*** Page ***

Kazuya

Posted on Dec 5, 2025 • Edited on Dec 8, 2025

AWS re:Invent 2025 - Scaling MONOPOLY GO! to millions with DynamoDB & ElastiCache (DAT324)

🦄 Making great presentations more accessible.
This project enhances multilingual accessibility and discoverability while preserving the original content. Detailed transcriptions and keyframes capture the nuances and technical insights that convey the full value of each session.

Note: A comprehensive list of re:Invent 2025 transcribed articles is available in this Spreadsheet!

Overview

📖 AWS re:Invent 2025 - Scaling MONOPOLY GO! to millions with DynamoDB & ElastiCache (DAT324)

In this video, Brandon from Scopely and Joseph Idziorek from AWS discuss how Monopoly GO! scaled to millions of concurrent users using DynamoDB and ElastiCache Valkey Serverless. Brandon explains their architecture decisions, choosing DynamoDB for user-scaling data to avoid MySQL's single-writer bottleneck and connection limits. He details handling sudden traffic spikes during mini-game events that triple baseline load in five minutes, using DynamoDB's on-demand mode with pre-warming APIs and ElastiCache's ECPU minimums. Cost optimization focused on reducing document sizes rather than API calls, with one table redesign cutting costs from 1-200 write units to just 2. Migration to ElastiCache Serverless eliminated manual scaling disruptions and Saturday pages, delivering 61% cost savings through automatic scaling instead of constant over-provisioning.

; This article is entirely auto-generated while preserving the original presentation content as much as possible. Please note that there may be typos or inaccuracies.

Main Part

Introduction and Why Scopely Chose DynamoDB for Monopoly GO!

Welcome, everyone. My name is Joseph Idziorek. I am a Director of Product Management at AWS, where I cover a number of our database services, including DynamoDB and ElastiCache. I'm really excited about this talk. Brandon is going to join us from Scopely, and Brandon has been giving talks on behalf of DynamoDB and AWS for almost 10 years now. I found his original talk on YouTube from 2016 on DynamoDB. Of all the customers that I work with, I love working with Scopely. I love working with Brandon. They are one of the very earliest adopters of DynamoDB, and they're phenomenally deep in the product. I think they make me uneasy about how well I know the product because they know it very well, and they've been pushing the limits.

***

### Request 1
Answer these questions about the re:Invent session page:
(a) What percentage of cost savings did the move to ElastiCache Serverless deliver?
(b) What is Joseph Idziorek's title at AWS?
(c) In what year was Brandon's original DynamoDB talk on YouTube?
### Request 2
Output the dataset items as a Markdown table with the columns Nr and Line, starting from their first line and going up to and including the line containing "Target: girl's hair". Give each row a number and skip blank lines.
The dataset items that follow have no connection to the re:Invent session page.

*** Recorded information ***

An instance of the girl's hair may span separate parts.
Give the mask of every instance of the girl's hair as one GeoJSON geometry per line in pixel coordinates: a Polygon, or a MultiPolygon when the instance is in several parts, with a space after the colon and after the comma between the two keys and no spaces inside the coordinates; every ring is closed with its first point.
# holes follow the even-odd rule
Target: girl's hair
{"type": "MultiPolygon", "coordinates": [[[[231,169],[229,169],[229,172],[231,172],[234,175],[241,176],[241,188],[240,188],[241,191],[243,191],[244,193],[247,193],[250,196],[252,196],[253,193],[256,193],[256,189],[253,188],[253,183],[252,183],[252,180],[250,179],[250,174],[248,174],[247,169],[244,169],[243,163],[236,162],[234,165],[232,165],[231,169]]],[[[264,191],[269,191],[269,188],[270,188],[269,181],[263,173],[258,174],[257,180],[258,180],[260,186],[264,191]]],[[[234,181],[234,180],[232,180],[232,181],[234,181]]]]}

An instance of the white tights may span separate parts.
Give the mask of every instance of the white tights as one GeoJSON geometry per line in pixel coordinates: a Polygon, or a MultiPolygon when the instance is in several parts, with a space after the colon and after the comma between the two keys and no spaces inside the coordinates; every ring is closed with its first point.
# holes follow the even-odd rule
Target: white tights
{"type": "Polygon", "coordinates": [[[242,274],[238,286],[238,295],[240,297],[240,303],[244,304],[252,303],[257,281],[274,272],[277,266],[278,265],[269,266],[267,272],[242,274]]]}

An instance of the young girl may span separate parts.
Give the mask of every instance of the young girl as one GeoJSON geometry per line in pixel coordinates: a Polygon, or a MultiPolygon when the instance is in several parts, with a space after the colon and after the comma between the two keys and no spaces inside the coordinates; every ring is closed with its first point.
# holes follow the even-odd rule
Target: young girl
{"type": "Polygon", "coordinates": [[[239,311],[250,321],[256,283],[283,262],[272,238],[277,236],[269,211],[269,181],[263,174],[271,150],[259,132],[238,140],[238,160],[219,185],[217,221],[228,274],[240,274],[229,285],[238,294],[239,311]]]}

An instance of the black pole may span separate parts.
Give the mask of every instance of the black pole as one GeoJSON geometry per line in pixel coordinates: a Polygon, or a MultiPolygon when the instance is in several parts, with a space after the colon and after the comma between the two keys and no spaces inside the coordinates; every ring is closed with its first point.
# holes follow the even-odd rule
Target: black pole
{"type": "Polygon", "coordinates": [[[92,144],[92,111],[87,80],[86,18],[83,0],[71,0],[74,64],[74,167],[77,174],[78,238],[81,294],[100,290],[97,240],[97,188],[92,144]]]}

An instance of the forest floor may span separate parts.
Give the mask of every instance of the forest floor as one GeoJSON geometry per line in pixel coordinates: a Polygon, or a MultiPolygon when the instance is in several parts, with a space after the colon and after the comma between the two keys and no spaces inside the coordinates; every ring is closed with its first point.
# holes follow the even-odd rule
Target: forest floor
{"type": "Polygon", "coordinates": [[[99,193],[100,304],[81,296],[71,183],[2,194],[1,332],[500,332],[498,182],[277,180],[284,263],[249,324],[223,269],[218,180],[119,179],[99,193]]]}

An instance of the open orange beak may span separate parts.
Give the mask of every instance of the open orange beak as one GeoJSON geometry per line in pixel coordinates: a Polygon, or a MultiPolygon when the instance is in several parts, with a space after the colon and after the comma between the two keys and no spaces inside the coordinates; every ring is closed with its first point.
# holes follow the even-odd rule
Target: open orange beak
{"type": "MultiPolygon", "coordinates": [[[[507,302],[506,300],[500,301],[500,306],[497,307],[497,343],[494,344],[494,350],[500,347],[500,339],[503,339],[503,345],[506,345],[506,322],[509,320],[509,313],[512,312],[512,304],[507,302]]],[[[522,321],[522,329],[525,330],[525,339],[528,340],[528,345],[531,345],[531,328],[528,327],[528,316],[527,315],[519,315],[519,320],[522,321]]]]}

***

### Exercise result 1
(a) 61%
(b) Director of Product Management
(c) 2016

### Exercise result 2
| Nr | Line |
|---|---|
| 1 | An instance of the girl's hair may span separate parts. |
| 2 | Give the mask of every instance of the girl's hair as one GeoJSON geometry per line in pixel coordinates: a Polygon, or a MultiPolygon when the instance is in several parts, with a space after the colon and after the comma between the two keys and no spaces inside the coordinates; every ring is closed with its first point. |
| 3 | # holes follow the even-odd rule |
| 4 | Target: girl's hair |